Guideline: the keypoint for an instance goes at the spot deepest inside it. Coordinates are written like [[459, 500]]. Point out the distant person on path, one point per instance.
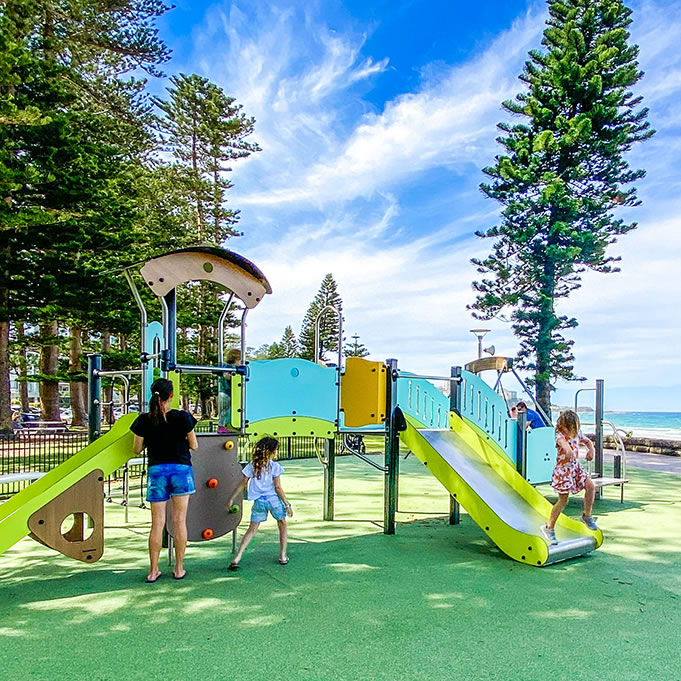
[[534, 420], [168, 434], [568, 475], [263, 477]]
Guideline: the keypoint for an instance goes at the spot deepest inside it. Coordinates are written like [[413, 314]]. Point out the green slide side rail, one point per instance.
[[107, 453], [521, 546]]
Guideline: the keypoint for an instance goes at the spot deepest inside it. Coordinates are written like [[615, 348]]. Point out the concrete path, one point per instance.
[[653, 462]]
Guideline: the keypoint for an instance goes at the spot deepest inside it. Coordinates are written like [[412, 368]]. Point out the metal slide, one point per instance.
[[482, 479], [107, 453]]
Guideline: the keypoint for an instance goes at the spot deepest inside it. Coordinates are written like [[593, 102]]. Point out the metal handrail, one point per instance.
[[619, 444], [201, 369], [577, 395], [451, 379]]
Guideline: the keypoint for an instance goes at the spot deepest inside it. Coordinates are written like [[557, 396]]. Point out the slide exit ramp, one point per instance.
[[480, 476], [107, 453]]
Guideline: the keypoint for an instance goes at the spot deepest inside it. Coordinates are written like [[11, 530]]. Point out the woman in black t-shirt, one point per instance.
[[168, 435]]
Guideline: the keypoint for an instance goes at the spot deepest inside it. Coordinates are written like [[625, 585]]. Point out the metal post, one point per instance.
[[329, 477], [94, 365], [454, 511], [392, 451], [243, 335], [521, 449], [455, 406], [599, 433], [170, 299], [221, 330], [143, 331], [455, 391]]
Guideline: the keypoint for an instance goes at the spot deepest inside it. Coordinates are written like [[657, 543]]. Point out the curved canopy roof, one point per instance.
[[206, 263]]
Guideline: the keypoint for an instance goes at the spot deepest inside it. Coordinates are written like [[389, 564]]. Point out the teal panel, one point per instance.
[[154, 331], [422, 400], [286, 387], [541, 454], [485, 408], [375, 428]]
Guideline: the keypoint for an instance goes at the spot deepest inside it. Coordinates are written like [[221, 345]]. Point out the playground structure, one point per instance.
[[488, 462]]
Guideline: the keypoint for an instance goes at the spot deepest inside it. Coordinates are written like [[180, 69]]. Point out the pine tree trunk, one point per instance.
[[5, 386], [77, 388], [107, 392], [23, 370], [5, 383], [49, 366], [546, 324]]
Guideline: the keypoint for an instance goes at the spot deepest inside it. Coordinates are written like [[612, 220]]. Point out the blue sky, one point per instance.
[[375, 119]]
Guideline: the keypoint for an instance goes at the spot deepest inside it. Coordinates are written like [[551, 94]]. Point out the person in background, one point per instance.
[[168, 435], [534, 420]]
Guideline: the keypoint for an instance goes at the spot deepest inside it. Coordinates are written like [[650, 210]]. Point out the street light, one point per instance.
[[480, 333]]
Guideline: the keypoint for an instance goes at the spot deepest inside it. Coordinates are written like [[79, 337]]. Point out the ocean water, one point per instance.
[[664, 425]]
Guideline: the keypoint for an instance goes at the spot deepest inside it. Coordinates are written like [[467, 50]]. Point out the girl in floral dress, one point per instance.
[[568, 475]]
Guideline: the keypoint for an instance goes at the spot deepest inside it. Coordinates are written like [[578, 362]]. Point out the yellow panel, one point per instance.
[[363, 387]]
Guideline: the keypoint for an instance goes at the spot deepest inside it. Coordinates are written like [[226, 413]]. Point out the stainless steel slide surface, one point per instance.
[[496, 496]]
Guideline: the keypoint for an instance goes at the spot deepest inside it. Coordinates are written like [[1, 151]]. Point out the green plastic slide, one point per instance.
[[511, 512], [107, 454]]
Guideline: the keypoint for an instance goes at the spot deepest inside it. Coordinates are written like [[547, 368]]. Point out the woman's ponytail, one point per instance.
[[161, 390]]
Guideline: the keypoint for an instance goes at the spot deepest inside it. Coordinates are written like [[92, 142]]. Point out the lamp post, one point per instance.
——
Omit the pictures. Transcribe every record exactly.

Guideline: the keypoint for an instance goes at the spot deepest inside it. Coordinates are written like [[459, 500]]. Point out the distant person on path, one point per instance.
[[534, 420], [168, 434], [568, 475], [263, 477]]
Guideline: the keypoint for an instance goes at the spot deepest inside it. Coordinates are written like [[413, 314]]. Point out the green slide side rail, one point per instance.
[[107, 453], [521, 546]]
Guideline: the keypoint for an instance goes at the spot deepest inside it. Coordinates are written like [[615, 348]]. Point out the concrete path, one point per instance.
[[653, 462]]
Guideline: the keypoint for an instance goes at the spot deepest inside it. Coordinates are written like [[412, 368]]. Point out the metal slide, one point per instance.
[[482, 479], [107, 453]]
Guideline: the keypoint for an instance goes at the spot deepest inside it. Coordinates are written like [[593, 102]]. Point out the metal handrail, one point per instance.
[[619, 444], [201, 369], [577, 395], [451, 379]]
Guideline: the keypoint for an instance goes at the spot deepest inside it. Coordinates are written like [[557, 396]]. Point out the slide exit ramp, one point per instance.
[[480, 476], [107, 453]]
Guideline: the keypoint for an instance goes at the spot deepest inside it. Coordinates are written like [[11, 530]]. Point out the woman in black t-shirt, one point per instance.
[[168, 435]]
Guideline: the keypoint for an instance goes at the spot deepest inside it. Coordinates are written like [[625, 585]]. Point out the metal post, one point per instance.
[[329, 477], [94, 365], [454, 511], [392, 451], [243, 335], [521, 449], [455, 406], [599, 433], [170, 299], [221, 330], [143, 331], [455, 391]]
Guideline: the keypoint for an instance goes at the spot deepest inside it. Coordinates are written like [[657, 543]]. Point out the curved canopy roof, one point per instance.
[[206, 263]]
Guideline: the keypoint for an instance goes at the spot deepest inside it. Coordinates are written like [[389, 564]]. Point out the teal panel, one point per instance.
[[154, 331], [422, 400], [286, 387], [541, 454], [485, 408], [375, 428]]
Guideline: the keypoint for an instance goes at the spot deepest inside it. Coordinates are written like [[221, 345]]. Point out the playground structure, one point per instance.
[[488, 462]]
Guideline: the keypoint for an instance goes at the spot deepest inside it. Coordinates are written like [[180, 69]]. Point out the pine tree trunk, one point per instance.
[[5, 386], [77, 388], [107, 392], [23, 370], [5, 383], [49, 366], [546, 324]]
Guideline: the keypoint for an instance goes at the spot deepest inside it. Coordinates are written like [[612, 220]]. Point out the blue sky, one point per instance.
[[375, 119]]
Guideline: the keypoint for an instance goes at the spot deepest inside it. Coordinates are written like [[551, 94]]. Point out the person in background, one point per instance.
[[168, 435], [534, 420]]
Guideline: the keypoint for an instance goes at the spot deepest inside it. Coordinates are written like [[650, 210]]. Point out the street light, one point per instance.
[[480, 333]]
Guideline: the keypoint for an instance goes at the spot deepest inside it. Coordinates are written like [[79, 337]]. Point out the ocean water, one point per instance.
[[664, 425]]
Guideline: the keypoint for an instance goes at the spot deepest inside it. Coordinates are written like [[467, 50]]. Point out the girl in floral dress, one point per instance.
[[568, 475]]
Guideline: the keypoint for an instance goes at the spot deepest inside it. Coordinates are written like [[578, 362]]. Point out the yellow panel, one point per instance.
[[363, 387]]
Guideline: the keypoint for an instance goes at the spot deepest inside it. Coordinates are written like [[226, 413]]. Point out the stainless steel slide surface, one point per instance.
[[496, 496]]
Guideline: the keypoint for an instance goes at the spot deepest inside it. Coordinates are written like [[1, 151]]. Point out the green plastic slide, one point per instance.
[[511, 512], [107, 454]]
Guideline: the keypoint for an instance goes at the spot deepest inside it. Coordinates are written like [[547, 368]]. Point out the woman's ponytail, one point per instance.
[[161, 390]]
Guideline: the keypoint for an instance goes at the spot deepest inside it. Coordinates are written like [[92, 142]]. Point out the lamp post, one point per instance.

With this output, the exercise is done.